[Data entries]

· · · · · · ·

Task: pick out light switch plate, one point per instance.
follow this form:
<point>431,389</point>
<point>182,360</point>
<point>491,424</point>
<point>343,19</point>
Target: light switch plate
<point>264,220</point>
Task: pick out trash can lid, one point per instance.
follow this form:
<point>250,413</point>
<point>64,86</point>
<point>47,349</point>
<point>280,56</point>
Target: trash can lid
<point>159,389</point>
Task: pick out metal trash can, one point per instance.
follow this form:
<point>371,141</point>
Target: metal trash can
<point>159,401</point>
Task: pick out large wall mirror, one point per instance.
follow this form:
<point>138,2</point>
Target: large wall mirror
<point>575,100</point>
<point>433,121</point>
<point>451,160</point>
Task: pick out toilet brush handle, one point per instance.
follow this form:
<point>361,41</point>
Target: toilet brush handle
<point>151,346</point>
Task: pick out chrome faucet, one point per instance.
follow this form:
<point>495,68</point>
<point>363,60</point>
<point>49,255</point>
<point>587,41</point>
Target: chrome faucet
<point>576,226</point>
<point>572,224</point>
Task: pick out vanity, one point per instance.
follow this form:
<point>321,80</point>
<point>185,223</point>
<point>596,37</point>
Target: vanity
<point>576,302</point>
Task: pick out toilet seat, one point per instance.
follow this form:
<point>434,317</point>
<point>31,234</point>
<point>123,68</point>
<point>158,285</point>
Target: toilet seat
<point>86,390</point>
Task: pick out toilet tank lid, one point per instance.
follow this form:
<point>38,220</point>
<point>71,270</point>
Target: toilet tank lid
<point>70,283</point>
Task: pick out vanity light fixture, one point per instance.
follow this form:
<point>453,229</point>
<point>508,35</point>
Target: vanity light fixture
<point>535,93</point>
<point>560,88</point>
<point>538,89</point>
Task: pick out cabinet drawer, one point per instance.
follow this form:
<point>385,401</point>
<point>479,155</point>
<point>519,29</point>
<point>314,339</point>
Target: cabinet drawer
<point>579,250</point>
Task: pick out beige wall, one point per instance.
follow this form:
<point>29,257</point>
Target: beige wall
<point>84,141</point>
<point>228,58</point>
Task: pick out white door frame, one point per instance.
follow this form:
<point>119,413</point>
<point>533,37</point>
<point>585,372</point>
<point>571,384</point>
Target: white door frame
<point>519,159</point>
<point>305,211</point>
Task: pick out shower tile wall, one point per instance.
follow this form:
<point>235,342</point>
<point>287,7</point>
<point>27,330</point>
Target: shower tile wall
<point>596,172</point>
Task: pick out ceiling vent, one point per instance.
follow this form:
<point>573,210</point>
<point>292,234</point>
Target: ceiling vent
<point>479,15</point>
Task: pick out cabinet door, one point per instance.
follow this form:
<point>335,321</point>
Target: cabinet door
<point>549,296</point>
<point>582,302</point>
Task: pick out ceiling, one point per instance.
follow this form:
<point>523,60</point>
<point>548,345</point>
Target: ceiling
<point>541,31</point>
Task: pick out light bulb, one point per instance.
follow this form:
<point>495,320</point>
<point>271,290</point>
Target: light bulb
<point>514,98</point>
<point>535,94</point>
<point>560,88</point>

· · · · · · ·

§ Task brief:
Convert every line of the data above into a numbered list, skipping any blank lines.

§ Result of the exercise:
1. Task: pick out light switch plate, one point per instance.
2. follow this form:
3. <point>431,389</point>
4. <point>182,360</point>
5. <point>491,424</point>
6. <point>343,19</point>
7. Target: light switch plate
8. <point>264,220</point>
9. Task: pick out trash can lid, one point per instance.
10. follow this form:
11. <point>250,413</point>
12. <point>64,86</point>
13. <point>47,349</point>
14. <point>280,56</point>
15. Target: trash can lid
16. <point>159,389</point>
17. Task: pick out metal trash can, one point per instance.
18. follow this form:
19. <point>371,141</point>
20. Target: metal trash can
21. <point>159,401</point>
22. Task: pick out large wall mirror, one point per instance.
23. follow this form:
24. <point>138,2</point>
25. Target: large wall mirror
26. <point>575,100</point>
27. <point>433,121</point>
28. <point>451,160</point>
29. Task: pick out toilet brush handle, one point per instance.
30. follow this form:
31. <point>361,41</point>
32. Target: toilet brush handle
33. <point>151,346</point>
34. Task: pick out chrome faucet, one point per instance.
35. follow this form:
36. <point>495,68</point>
37. <point>363,60</point>
38. <point>49,255</point>
39. <point>587,41</point>
40. Target: chrome faucet
41. <point>576,226</point>
42. <point>572,224</point>
43. Task: pick out vanity, one point per instance.
44. follow this form:
45. <point>321,80</point>
46. <point>185,223</point>
47. <point>596,37</point>
48. Target: vanity
49. <point>576,302</point>
50. Task: pick out toilet seat, one point per instance.
51. follow this form:
52. <point>434,317</point>
53. <point>31,234</point>
54. <point>123,68</point>
55. <point>158,285</point>
56. Target: toilet seat
57. <point>86,390</point>
58. Task: pick out toilet tank lid, one point per instance.
59. follow this form:
60. <point>38,220</point>
61. <point>71,270</point>
62. Target: toilet tank lid
63. <point>70,283</point>
64. Task: pick out vanity light fixture, one point per instance.
65. follow this form:
66. <point>453,229</point>
67. <point>508,35</point>
68. Target: vanity light fixture
69. <point>535,93</point>
70. <point>560,88</point>
71. <point>538,89</point>
72. Task: pick out cabinet drawer, one point per instance.
73. follow this form:
74. <point>385,401</point>
75. <point>479,155</point>
76. <point>519,29</point>
77. <point>314,339</point>
78. Target: cabinet drawer
79. <point>579,250</point>
80. Task: pick out beige wall, one point per instance.
81. follow this form:
82. <point>29,257</point>
83. Target: beige wall
84. <point>84,141</point>
85. <point>228,58</point>
86. Task: pick out white door frame, one point per instance.
87. follow this form:
88. <point>119,413</point>
89. <point>533,37</point>
90. <point>585,372</point>
91. <point>571,384</point>
92. Target: white door frame
93. <point>519,159</point>
94. <point>305,211</point>
95. Task: pick out shower tile wall, one point per instance.
96. follow this form:
97. <point>235,342</point>
98. <point>287,7</point>
99. <point>27,330</point>
100. Target: shower tile wall
101. <point>596,172</point>
102. Task: pick out ceiling vent, one point per instance.
103. follow this form:
104. <point>573,210</point>
105. <point>292,234</point>
106. Target: ceiling vent
107. <point>479,15</point>
108. Task: pick out cabinet door, one point per instance.
109. follow this form:
110. <point>335,321</point>
111. Target: cabinet door
112. <point>549,296</point>
113. <point>582,302</point>
114. Task: pick out ceiling, one point per instance.
115. follow this form:
116. <point>523,60</point>
117. <point>548,345</point>
118. Target: ceiling
119. <point>541,31</point>
120. Task: pick out light bulb, one point per instance.
121. follow this form:
122. <point>495,320</point>
123. <point>271,290</point>
124. Target: light bulb
125. <point>514,98</point>
126. <point>535,94</point>
127. <point>560,88</point>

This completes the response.